----- Фрагмент документа
Владимир Кара-Мурза: Как работал совет при первом президенте России Борисе Ельцине?



Леонид Смирнягин: Собирался довольно регулярно первые два года. Я поступил в Президентский совет в 93 году и первые два года заседания были очень частые. Примерно человек 30 было. Публичными были заседания, которые показывали по телевизору, а кроме того человек 8 из нас заседали довольно часто в специальных задних комнатах Кремля на предмет каких-либо частных вопросов. В этом отношении для меня это была большая новость, я не ожидал, что бывают такие политики, как Борис Николаевич Ельцин, потому что он был человек довольно необычный, он держался с нами очень странным образом. Он с одной стороны с известным почтением относился, потому что там были собраны люди, не считая меня, остальные были известные по предыдущим телевизионным шоу и так далее, и интеллектуальная элита Москвы. Но в то же время с достоинством, потому что было видно, что он прекрасно отдает себе отчет, какую гигантскую роль он играет в истории страны, он эту роль исполнял достойно. Человек провинциальный, казалось бы, по выговору, по словарному запасу, по некоторым ухваткам, но очень яркая и мощная личность, конечно, это просто завораживало. Рядом с ним это здорово чувствовалось, эманация какой-то силы человеческой, духовной.



Владимир Кара-Мурза: Бывший губернатор Нижегородской области Борис Немцов, впоследствии бывший вице-премьер правительства России, высоко ценил дружбу со старшим товарищем по общему делу.



Борис Немцов: Я Бориса Николаевича знал очень давно, мы с ним были избраны в Верховный совет России, и тогда совсем молодой человек, 30 лет не было, встречался с ним. Он в течение двух часов слушал молодых депутатов о том, как обустроить Россию и записывал что-то. Честно говоря, на меня это воспроизвело неизгладимое впечатление. На самом деле Ельцин был героем. Когда он начал войну в Чечне, я будучи губернатором, собрал миллион подписей против войны. Трудно себе представить, что при Путине кто-нибудь из губернаторов может против Путина сказать. Дело в том, что Ельцин основатель новой России, Ельцин основатель нового российского государства, ему принадлежит конституция и ему принадлежит возвращение флага российского, символа демократии, символа свободы. Так что то, что он ушел в 76 лет – это, на мой взгляд, следствие тяжелейшей, полной стрессов и тяжелых разворотов жизни.



Владимир Кара-Мурза: Как вы оцениваете сегодняшнюю траурную церемонию на Новодевичьем кладбище, где звучал сталинский гимн?
----------
----- Входные данные
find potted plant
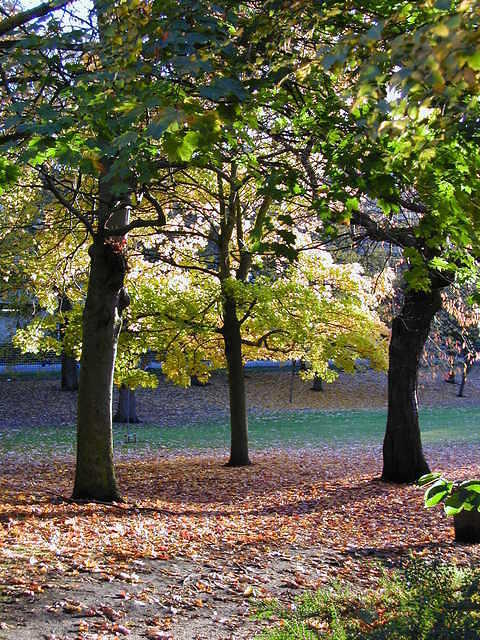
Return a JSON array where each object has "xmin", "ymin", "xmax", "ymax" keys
[{"xmin": 418, "ymin": 473, "xmax": 480, "ymax": 542}]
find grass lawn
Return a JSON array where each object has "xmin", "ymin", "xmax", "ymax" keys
[{"xmin": 0, "ymin": 407, "xmax": 480, "ymax": 454}]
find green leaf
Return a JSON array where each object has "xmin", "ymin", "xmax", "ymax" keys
[
  {"xmin": 147, "ymin": 107, "xmax": 182, "ymax": 140},
  {"xmin": 424, "ymin": 478, "xmax": 448, "ymax": 507},
  {"xmin": 199, "ymin": 78, "xmax": 248, "ymax": 102},
  {"xmin": 444, "ymin": 491, "xmax": 466, "ymax": 516},
  {"xmin": 345, "ymin": 198, "xmax": 360, "ymax": 213},
  {"xmin": 460, "ymin": 480, "xmax": 480, "ymax": 493},
  {"xmin": 467, "ymin": 49, "xmax": 480, "ymax": 71},
  {"xmin": 417, "ymin": 471, "xmax": 442, "ymax": 487}
]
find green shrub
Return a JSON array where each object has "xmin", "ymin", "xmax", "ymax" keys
[{"xmin": 256, "ymin": 559, "xmax": 480, "ymax": 640}]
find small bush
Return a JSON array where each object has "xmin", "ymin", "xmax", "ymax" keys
[{"xmin": 256, "ymin": 559, "xmax": 480, "ymax": 640}]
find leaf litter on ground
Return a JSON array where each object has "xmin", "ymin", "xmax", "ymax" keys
[{"xmin": 0, "ymin": 443, "xmax": 480, "ymax": 640}]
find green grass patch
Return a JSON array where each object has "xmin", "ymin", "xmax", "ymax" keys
[
  {"xmin": 0, "ymin": 407, "xmax": 480, "ymax": 454},
  {"xmin": 256, "ymin": 559, "xmax": 480, "ymax": 640}
]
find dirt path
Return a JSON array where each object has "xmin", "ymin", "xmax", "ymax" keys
[{"xmin": 0, "ymin": 444, "xmax": 480, "ymax": 640}]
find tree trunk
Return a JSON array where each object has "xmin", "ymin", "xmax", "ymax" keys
[
  {"xmin": 113, "ymin": 384, "xmax": 140, "ymax": 424},
  {"xmin": 453, "ymin": 509, "xmax": 480, "ymax": 543},
  {"xmin": 223, "ymin": 297, "xmax": 250, "ymax": 467},
  {"xmin": 73, "ymin": 237, "xmax": 128, "ymax": 501},
  {"xmin": 58, "ymin": 294, "xmax": 78, "ymax": 391},
  {"xmin": 190, "ymin": 374, "xmax": 209, "ymax": 387},
  {"xmin": 311, "ymin": 373, "xmax": 323, "ymax": 391},
  {"xmin": 382, "ymin": 288, "xmax": 442, "ymax": 483},
  {"xmin": 457, "ymin": 355, "xmax": 471, "ymax": 398},
  {"xmin": 62, "ymin": 351, "xmax": 78, "ymax": 391}
]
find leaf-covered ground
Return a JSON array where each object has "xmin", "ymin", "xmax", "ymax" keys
[{"xmin": 0, "ymin": 443, "xmax": 480, "ymax": 640}]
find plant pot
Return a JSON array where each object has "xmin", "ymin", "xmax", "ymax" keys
[{"xmin": 453, "ymin": 509, "xmax": 480, "ymax": 543}]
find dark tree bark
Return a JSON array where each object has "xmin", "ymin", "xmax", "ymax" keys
[
  {"xmin": 73, "ymin": 236, "xmax": 128, "ymax": 501},
  {"xmin": 113, "ymin": 384, "xmax": 140, "ymax": 424},
  {"xmin": 62, "ymin": 351, "xmax": 78, "ymax": 391},
  {"xmin": 311, "ymin": 374, "xmax": 323, "ymax": 391},
  {"xmin": 59, "ymin": 294, "xmax": 78, "ymax": 391},
  {"xmin": 223, "ymin": 296, "xmax": 250, "ymax": 467},
  {"xmin": 190, "ymin": 375, "xmax": 209, "ymax": 387},
  {"xmin": 382, "ymin": 287, "xmax": 442, "ymax": 483},
  {"xmin": 453, "ymin": 509, "xmax": 480, "ymax": 543},
  {"xmin": 457, "ymin": 356, "xmax": 471, "ymax": 398}
]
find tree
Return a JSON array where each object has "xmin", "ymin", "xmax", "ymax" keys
[
  {"xmin": 129, "ymin": 252, "xmax": 387, "ymax": 466},
  {"xmin": 0, "ymin": 0, "xmax": 256, "ymax": 500}
]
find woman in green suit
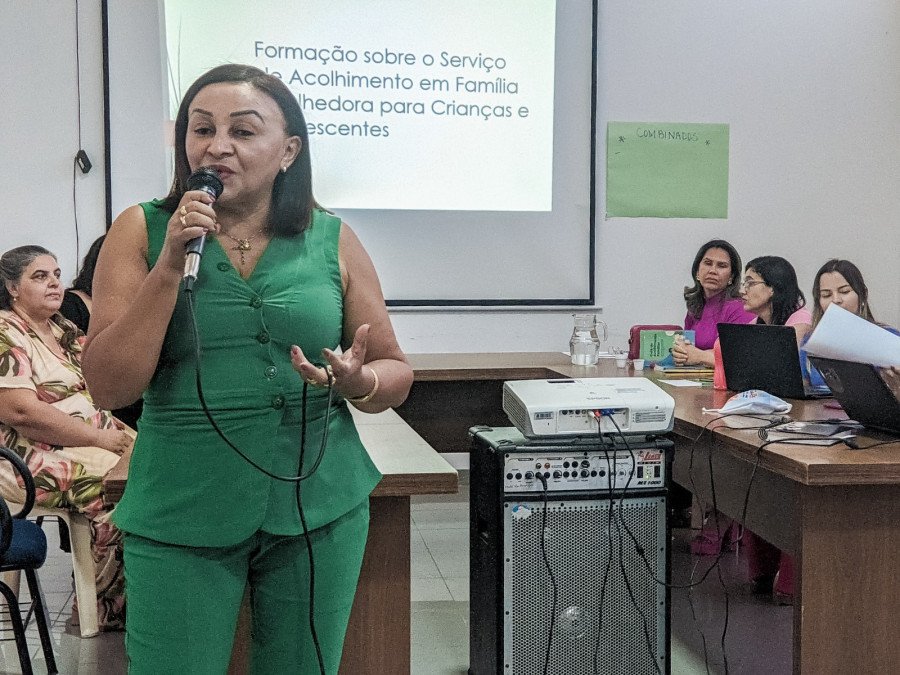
----------
→ **Задание**
Сколько подписей против войны в Чечне, согласно фрагменту документа, собрал Борис Немцов, будучи губернатором?

→ **Ответ**
Миллион подписей.